## Exercise requirements:
Drop all images and give the records again exactly.

[Photo-based referring expression data]
- Opening Delimiter -
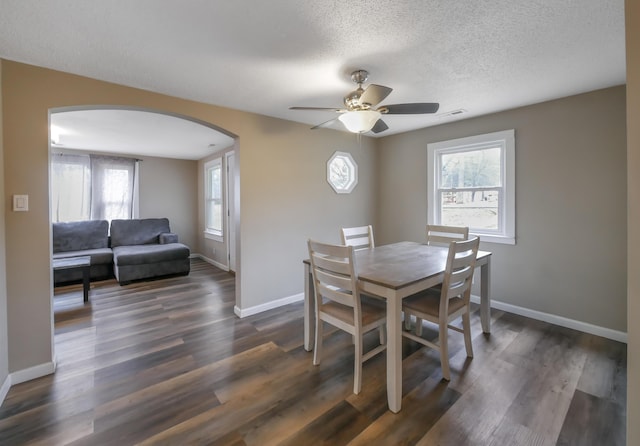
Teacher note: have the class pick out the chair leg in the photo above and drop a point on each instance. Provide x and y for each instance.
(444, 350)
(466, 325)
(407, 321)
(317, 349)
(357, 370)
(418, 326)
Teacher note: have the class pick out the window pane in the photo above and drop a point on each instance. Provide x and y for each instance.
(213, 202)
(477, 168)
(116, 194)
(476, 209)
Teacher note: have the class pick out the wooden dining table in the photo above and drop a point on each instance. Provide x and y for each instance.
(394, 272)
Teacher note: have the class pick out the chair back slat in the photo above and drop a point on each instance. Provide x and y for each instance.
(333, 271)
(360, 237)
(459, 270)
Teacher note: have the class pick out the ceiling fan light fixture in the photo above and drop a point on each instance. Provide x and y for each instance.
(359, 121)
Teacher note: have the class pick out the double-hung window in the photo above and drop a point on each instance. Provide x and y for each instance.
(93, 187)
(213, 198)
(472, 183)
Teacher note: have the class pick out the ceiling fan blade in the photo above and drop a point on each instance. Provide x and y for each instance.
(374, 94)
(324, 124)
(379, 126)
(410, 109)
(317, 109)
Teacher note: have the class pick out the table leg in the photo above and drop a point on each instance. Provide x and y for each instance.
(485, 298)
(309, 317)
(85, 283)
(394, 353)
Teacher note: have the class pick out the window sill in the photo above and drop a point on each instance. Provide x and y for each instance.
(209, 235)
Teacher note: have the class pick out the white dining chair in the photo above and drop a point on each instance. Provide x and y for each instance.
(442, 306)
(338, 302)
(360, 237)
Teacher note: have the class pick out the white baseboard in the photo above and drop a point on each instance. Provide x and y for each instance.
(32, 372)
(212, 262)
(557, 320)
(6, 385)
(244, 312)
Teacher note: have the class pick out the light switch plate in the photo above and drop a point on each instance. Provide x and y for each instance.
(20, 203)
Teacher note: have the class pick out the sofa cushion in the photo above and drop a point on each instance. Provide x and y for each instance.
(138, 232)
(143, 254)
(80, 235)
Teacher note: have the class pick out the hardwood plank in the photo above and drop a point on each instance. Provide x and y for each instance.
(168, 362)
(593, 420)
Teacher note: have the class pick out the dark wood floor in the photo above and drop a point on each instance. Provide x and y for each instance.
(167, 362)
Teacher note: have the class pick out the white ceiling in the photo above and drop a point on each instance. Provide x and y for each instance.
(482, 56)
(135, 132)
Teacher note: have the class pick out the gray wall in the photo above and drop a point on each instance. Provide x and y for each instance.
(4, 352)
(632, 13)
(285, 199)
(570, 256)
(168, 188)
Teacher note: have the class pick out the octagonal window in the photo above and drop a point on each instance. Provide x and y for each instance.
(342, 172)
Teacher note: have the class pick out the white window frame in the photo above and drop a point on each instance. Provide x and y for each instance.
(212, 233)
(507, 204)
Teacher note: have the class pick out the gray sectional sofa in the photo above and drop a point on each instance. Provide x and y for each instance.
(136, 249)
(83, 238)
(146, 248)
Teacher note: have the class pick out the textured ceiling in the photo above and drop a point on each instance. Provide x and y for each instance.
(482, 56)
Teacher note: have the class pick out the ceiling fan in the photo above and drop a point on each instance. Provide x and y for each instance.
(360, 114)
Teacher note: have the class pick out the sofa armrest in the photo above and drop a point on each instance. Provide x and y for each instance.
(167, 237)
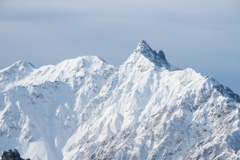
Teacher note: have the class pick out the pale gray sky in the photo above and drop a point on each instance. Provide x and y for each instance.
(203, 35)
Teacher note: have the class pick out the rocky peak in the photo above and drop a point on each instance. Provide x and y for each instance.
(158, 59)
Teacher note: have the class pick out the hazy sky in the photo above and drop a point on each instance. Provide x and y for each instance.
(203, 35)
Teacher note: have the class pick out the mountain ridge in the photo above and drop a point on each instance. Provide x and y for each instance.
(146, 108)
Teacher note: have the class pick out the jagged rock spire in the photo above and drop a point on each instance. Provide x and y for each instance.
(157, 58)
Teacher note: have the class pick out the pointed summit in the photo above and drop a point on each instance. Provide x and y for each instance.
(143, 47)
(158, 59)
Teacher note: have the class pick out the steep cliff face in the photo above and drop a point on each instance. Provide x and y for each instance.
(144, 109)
- Closing Delimiter -
## Written response:
Teacher note: have the class pick out the chair leg in the photo above and drop a point on each instance. Provide x and y for each instance.
(444, 350)
(466, 325)
(407, 321)
(317, 349)
(357, 370)
(418, 326)
Teacher note: have the class pick out the window pane in the photo above and drop a point on each instance. Provide x and y for each instance.
(213, 202)
(477, 168)
(116, 194)
(476, 209)
Teacher note: have the class pick out the wooden dining table in the photo above and drop a point on each instance. Provide x and y for each instance.
(394, 272)
Teacher note: have the class pick out the chair back slat in the photo above and drop a point on each instance. Provide x and y for each instance.
(333, 271)
(360, 237)
(459, 270)
Teacher note: have the class pick out the ceiling fan light fixture in the photo above and drop a point on each instance. Provide x and y for each instance.
(359, 121)
Teacher note: have the class pick out the double-hung window in the photo above and drop a point on each instance. Provide x and y for each instance.
(93, 187)
(213, 198)
(472, 183)
Teacher note: have the class pick out the ceiling fan blade in the photo above and drop a point on each instance. Provide x and y for each instance.
(374, 94)
(324, 124)
(379, 126)
(410, 109)
(317, 109)
Teacher note: have the class pick out the table leg in the photo above and drop a point on each instance. Provide x and y for each instance.
(485, 298)
(309, 317)
(85, 283)
(394, 353)
Teacher note: have the class pick out the window sill in the photo above and drop a point on each instance. Provide x and y for each instance.
(209, 235)
Teacher note: have the class pick out the white dining chair in the photo above and drop a point on each instance. Provide x and y for each instance.
(442, 306)
(338, 302)
(360, 237)
Teacher note: have the class pick out the white baseboard in the photo above and drop a point on each instance. Provide x and y for each instance.
(32, 372)
(212, 262)
(557, 320)
(6, 385)
(244, 312)
Teacher note: have the class pick out the light switch plate in the photo above and drop a point on each instance. Provide x and y for each instance.
(20, 203)
Teacher note: have the class pick out the sofa cushion in the photo above and drop a point on each instance. Provide x and y for each instance.
(138, 232)
(143, 254)
(80, 235)
Teacher note: have the class pick out the hardwood plank in the photo above and drop a point on each instance. Provide x and y for each instance.
(168, 362)
(593, 420)
Teacher note: have the class pick out the dark wood floor in the photo above and drop a point on each instance. Provide x and y for each instance.
(167, 362)
Teacher note: have the class pick out the white ceiling in the photo above and drop a point on each instance. Provide x and y for each instance.
(482, 56)
(135, 132)
Teacher note: have the class pick out the gray wall in the photo above and drop a point on each instance. Provide x and y for each instance.
(4, 352)
(632, 13)
(285, 199)
(570, 256)
(168, 188)
Teacher note: have the class pick out the octagonal window in the photo above and drop a point on each instance. Provide x and y for each instance.
(342, 172)
Teacher note: have the class pick out the white window frame in the photo above and drop a point on each instance. Provide x and y for each instance.
(212, 233)
(507, 204)
Teacher note: have the class pick out the gray sectional sofa in the photo above and drop a point on each instance. Provide x and y for each instance.
(136, 249)
(83, 238)
(146, 248)
Teacher note: have the class pick out the textured ceiling in the photo above and drop a point on each instance. Provide x and y for each instance.
(482, 56)
Teacher note: have the class pick out the ceiling fan in the photo above and drop a point on each instance. Provide x and y for each instance.
(360, 114)
Teacher note: have the class pick out the sofa armrest in the photo above and drop a point on each instance. Provide x and y for each instance.
(167, 237)
Teacher note: have the class pick out the pale gray sky in the photo above and drop a point on each instance. Provide x and y for each instance.
(203, 35)
Teacher note: have the class pick out the rocky peak in the photo above and drop a point on each instance. Provide x and y for each instance.
(158, 59)
Teacher note: have the class pick out the hazy sky in the photo above and drop a point on each instance. Provide x and y for each instance.
(203, 35)
Teacher note: have the class pick out the mountain ridge in the photo above and drop a point on each instance. Provide x and y for each instance.
(146, 108)
Teacher note: have the class pick out the jagged rock spire in the photo above and drop a point on each instance. Provide x and y for each instance.
(157, 58)
Teacher note: have the class pick out the pointed summit in the photo above and drop a point on each instance. Provide x and y for each instance.
(143, 47)
(158, 59)
Teacher note: have the class pick out the steep cliff face in the photo above and drop a point on each instance. Provide x and y for each instance.
(144, 109)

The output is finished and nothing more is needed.